- **EXERCISE TASK 1**:
Answer these from the text on the Tangale people below:
(a) In which state are the Tangale people situated?
(b) According to the text, after whom are the Tangale named?
(c) What is the Tangale people's presently known settlement?
- **EXERCISE TASK 2**:
In the text on the Tangale people below, name every tribe listed as living together with the Tangale at Kupto.

──────── SELECTED PASSAGE ────────

The Tangale people are one of the ethnic groups in Northern Nigeria, situated in Gombe State. The Tangale people that majorly speak Tangale got their name from “Tangal”, a chief of Billiri, in the present day Gombe state of Nigeria. It is believed that Tangal was instrumental in organizing the clans under his leadership and because of this, the people under him were referred to as the Tangale (as it was customary in many African communities to name a land or ethnic group after their leader).

History of settlement 
The Tangale people are migrants from Yemen through Egypt and then to the present Borno State. However, due to constant inter-tribal conflicts, they had to keep migrating from one place to another. Eventually, they settled in at least seven different locations before they came to their presently known settlement, Kaltungo. A list of some of those places they settled at include; SanumKude (also known as Big San) near Ngazargamu and Kupto. Kupto was like the Biblical ‘Corinth’; a place where different tribes and groups came together to co-exist and co-habit. At Kupto, the Tangale’s lived together with the Lunguda, Kare-Kare, Tera, Waja, Bolewa, Songom and other neighbouring tribes. It was from Kupto that they further migrated to find new shelter; mostly mountainous areas which most felt were safer from the frequent raids and attacks they encountered from marauders.

──────── GIVEN RECORDS ────────

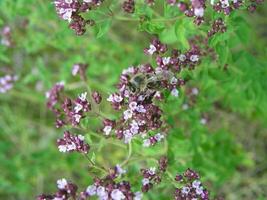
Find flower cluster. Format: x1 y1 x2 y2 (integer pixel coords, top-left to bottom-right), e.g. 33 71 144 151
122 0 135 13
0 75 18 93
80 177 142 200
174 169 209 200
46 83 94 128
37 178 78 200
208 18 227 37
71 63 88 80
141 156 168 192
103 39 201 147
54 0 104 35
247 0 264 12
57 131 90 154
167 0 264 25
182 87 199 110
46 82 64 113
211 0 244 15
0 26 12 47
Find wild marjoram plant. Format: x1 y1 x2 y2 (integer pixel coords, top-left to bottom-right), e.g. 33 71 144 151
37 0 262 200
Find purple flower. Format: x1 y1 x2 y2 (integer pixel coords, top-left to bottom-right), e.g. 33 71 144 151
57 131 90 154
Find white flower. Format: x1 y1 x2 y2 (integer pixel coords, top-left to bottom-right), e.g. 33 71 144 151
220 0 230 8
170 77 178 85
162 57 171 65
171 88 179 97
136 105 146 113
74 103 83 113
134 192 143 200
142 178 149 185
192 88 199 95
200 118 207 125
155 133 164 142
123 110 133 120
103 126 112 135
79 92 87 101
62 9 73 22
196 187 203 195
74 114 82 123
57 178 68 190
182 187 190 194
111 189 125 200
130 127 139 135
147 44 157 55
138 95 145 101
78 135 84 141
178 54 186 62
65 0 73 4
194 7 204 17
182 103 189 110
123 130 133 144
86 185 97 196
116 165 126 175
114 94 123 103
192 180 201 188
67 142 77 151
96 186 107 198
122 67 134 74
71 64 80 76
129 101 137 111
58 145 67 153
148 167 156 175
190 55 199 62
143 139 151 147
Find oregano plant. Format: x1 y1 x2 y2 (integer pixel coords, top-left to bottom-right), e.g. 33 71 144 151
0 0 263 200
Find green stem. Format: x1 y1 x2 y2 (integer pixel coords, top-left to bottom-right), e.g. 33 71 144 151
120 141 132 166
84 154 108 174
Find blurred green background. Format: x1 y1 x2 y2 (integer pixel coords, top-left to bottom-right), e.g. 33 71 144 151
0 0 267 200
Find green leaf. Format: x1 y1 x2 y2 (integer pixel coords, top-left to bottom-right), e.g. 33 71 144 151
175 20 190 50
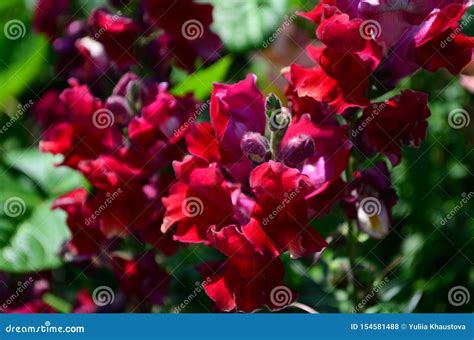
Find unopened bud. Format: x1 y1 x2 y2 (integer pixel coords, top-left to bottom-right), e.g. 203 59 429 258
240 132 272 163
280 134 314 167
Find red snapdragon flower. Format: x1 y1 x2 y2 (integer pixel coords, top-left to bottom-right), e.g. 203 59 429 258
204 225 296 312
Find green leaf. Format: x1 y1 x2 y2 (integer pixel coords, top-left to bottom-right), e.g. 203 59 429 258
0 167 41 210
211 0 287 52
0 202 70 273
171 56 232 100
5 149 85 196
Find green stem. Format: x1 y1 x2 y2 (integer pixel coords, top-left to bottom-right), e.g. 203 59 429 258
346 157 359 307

────────
──────── GIVEN RECORDS ────────

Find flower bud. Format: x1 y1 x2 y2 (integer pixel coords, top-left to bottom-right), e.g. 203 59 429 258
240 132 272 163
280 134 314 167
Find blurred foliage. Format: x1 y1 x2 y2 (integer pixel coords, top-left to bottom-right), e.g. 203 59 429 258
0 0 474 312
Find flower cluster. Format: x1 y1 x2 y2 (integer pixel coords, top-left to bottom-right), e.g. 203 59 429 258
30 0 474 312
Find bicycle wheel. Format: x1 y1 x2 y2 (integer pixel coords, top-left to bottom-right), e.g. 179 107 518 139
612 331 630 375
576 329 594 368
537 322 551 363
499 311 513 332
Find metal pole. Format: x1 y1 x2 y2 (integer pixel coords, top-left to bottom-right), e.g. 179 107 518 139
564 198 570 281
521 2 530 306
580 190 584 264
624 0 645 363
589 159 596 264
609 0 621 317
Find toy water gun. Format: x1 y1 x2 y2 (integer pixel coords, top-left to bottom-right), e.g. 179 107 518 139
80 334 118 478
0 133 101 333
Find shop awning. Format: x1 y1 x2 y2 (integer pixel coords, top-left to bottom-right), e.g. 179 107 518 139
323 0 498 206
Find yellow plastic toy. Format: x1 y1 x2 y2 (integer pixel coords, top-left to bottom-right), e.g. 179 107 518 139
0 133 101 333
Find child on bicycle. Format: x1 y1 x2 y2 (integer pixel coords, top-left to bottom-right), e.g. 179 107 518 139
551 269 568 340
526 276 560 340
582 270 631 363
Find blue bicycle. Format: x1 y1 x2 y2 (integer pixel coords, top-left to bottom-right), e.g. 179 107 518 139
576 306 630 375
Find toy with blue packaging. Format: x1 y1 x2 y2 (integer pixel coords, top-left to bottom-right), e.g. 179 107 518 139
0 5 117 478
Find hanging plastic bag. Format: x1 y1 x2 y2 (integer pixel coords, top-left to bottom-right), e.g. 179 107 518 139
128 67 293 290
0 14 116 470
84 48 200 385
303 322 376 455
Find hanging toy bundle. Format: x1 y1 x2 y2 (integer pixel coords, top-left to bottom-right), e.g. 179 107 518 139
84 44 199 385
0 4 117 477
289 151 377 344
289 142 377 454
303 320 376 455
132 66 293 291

────────
──────── GIVEN RECORDS ────────

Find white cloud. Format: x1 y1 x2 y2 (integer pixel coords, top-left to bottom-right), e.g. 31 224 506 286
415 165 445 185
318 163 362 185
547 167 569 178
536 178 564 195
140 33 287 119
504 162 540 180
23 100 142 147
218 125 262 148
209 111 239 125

────────

- **COMPLETE OUTPUT 1**:
(a) Gombe State
(b) Tangal, a chief of Billiri
(c) Kaltungo

- **COMPLETE OUTPUT 2**:
Lunguda, Kare-Kare, Tera, Waja, Bolewa, Songom